• Exercise prompt
Locate each line in the listing below that contains the string "door", treating uppercase and lowercase as different, and copy those lines.

○ ○ ○

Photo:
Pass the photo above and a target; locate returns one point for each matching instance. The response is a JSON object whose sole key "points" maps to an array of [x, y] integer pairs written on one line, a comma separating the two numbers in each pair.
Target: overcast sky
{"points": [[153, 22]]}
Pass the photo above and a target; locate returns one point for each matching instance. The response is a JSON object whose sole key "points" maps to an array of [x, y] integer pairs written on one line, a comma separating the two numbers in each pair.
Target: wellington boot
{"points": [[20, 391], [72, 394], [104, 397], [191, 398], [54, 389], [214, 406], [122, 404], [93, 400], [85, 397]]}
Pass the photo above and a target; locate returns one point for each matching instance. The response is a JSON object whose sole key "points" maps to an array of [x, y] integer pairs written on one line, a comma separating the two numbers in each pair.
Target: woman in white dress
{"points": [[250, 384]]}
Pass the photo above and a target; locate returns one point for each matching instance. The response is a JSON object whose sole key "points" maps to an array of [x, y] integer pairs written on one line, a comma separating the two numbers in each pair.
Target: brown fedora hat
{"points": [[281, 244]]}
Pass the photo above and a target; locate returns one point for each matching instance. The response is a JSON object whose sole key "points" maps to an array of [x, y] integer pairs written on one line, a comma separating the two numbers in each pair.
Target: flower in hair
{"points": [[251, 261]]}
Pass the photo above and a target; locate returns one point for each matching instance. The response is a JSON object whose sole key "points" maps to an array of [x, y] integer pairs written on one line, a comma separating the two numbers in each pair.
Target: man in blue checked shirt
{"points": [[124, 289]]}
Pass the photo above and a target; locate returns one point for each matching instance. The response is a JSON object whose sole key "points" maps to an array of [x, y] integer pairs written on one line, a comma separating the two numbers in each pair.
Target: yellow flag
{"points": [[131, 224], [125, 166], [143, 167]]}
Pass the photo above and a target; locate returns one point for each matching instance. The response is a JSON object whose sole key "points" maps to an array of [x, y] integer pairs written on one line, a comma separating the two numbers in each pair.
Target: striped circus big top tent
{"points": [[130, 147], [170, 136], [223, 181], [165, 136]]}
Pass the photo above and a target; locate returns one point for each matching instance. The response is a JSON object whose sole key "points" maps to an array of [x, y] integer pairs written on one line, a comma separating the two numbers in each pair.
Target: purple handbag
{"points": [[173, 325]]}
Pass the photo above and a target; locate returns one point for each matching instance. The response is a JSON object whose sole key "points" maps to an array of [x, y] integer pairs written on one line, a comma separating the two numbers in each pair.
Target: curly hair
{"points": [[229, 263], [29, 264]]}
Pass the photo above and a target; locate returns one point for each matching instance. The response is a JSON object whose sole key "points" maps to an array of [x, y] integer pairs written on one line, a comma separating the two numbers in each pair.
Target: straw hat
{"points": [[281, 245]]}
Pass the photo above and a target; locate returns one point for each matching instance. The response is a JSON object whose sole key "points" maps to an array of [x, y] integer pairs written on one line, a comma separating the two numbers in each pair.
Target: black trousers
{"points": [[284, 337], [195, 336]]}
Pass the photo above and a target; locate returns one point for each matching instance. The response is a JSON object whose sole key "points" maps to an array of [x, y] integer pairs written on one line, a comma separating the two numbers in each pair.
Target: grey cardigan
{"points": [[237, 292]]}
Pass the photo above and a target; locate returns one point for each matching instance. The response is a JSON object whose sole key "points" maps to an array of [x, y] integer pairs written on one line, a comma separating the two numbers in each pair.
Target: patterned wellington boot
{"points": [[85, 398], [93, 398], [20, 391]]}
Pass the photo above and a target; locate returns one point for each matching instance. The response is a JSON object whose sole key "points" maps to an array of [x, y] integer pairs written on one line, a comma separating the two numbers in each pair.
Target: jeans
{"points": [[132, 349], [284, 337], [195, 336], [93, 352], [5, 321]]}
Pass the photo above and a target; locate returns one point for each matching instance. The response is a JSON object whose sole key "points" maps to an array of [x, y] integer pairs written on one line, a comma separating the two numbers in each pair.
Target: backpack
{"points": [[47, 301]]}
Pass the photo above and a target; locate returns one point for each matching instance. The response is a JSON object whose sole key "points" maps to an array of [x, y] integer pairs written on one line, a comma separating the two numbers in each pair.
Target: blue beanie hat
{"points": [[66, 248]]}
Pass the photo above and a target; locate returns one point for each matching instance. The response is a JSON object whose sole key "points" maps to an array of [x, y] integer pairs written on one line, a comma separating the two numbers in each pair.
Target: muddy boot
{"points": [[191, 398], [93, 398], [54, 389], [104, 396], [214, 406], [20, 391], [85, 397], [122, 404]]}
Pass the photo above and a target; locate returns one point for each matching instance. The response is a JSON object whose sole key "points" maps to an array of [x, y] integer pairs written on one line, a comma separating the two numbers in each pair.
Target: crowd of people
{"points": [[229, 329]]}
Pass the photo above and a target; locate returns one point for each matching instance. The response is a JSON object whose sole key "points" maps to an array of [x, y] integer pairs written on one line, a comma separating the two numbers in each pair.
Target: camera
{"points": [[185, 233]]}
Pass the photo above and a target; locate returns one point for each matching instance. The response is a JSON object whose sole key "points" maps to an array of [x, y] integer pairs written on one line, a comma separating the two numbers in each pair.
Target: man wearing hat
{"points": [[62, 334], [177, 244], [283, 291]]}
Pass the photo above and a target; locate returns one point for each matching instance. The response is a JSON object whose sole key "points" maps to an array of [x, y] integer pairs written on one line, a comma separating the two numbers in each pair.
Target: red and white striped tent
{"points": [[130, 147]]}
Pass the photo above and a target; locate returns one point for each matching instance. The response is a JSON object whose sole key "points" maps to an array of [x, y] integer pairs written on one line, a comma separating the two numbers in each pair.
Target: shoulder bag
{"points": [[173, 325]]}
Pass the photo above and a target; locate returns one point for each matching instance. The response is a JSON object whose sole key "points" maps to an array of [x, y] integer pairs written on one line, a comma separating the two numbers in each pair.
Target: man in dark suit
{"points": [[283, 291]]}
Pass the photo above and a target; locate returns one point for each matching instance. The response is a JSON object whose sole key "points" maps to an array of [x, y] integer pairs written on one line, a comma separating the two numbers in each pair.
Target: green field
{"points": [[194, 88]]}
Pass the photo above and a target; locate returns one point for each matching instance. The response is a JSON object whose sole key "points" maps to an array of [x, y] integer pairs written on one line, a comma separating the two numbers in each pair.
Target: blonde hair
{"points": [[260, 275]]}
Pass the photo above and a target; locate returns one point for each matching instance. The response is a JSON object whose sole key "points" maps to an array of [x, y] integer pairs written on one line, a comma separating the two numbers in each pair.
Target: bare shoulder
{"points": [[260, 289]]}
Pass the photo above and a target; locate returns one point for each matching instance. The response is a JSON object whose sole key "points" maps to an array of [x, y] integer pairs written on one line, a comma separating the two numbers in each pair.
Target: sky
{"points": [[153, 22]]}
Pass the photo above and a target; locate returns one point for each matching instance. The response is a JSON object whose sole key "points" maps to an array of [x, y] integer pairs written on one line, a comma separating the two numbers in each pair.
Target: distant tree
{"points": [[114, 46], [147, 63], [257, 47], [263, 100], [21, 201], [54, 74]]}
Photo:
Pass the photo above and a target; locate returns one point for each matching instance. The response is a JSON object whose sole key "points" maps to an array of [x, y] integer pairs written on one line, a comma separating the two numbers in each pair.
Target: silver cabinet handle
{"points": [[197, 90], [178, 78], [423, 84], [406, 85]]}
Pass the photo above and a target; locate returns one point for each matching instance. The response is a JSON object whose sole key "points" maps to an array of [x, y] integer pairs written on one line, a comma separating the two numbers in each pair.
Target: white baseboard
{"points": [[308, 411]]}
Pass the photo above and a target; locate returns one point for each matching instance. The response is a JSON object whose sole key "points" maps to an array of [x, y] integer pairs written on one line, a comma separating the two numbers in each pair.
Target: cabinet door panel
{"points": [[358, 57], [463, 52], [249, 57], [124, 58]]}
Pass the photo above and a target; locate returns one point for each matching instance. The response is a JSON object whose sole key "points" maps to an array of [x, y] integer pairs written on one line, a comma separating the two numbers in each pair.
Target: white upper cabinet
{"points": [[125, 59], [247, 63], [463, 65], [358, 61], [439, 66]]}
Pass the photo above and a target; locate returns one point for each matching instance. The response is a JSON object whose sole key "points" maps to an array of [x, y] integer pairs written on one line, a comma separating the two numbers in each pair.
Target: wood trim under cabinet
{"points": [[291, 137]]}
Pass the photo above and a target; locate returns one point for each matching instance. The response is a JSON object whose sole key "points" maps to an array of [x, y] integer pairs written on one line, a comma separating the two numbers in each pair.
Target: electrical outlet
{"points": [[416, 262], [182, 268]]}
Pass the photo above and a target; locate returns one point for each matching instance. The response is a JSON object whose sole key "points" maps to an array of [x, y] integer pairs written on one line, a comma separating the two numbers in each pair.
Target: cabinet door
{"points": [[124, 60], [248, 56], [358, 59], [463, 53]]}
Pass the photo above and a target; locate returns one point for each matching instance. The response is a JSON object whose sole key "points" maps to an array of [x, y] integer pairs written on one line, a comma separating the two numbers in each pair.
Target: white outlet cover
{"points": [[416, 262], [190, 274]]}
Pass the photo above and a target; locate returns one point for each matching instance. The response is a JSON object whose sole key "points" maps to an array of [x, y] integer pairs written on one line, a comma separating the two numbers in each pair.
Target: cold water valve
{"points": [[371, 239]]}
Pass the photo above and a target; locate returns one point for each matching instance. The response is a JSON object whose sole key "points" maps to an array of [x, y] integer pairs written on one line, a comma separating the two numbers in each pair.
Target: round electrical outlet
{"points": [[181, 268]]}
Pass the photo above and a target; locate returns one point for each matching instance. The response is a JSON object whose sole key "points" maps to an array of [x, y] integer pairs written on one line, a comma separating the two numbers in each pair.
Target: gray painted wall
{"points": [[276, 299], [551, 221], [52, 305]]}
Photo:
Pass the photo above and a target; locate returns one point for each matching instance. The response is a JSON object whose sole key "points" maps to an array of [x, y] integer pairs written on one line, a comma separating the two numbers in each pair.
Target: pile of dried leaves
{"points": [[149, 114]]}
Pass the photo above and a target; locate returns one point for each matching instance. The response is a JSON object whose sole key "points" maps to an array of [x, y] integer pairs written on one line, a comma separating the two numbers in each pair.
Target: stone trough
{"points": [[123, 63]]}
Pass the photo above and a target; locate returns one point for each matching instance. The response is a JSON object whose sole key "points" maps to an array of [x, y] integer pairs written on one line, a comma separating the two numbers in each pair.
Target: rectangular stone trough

○ ○ ○

• Answer to the task
Target: cabinet door panel
Target: cabinet door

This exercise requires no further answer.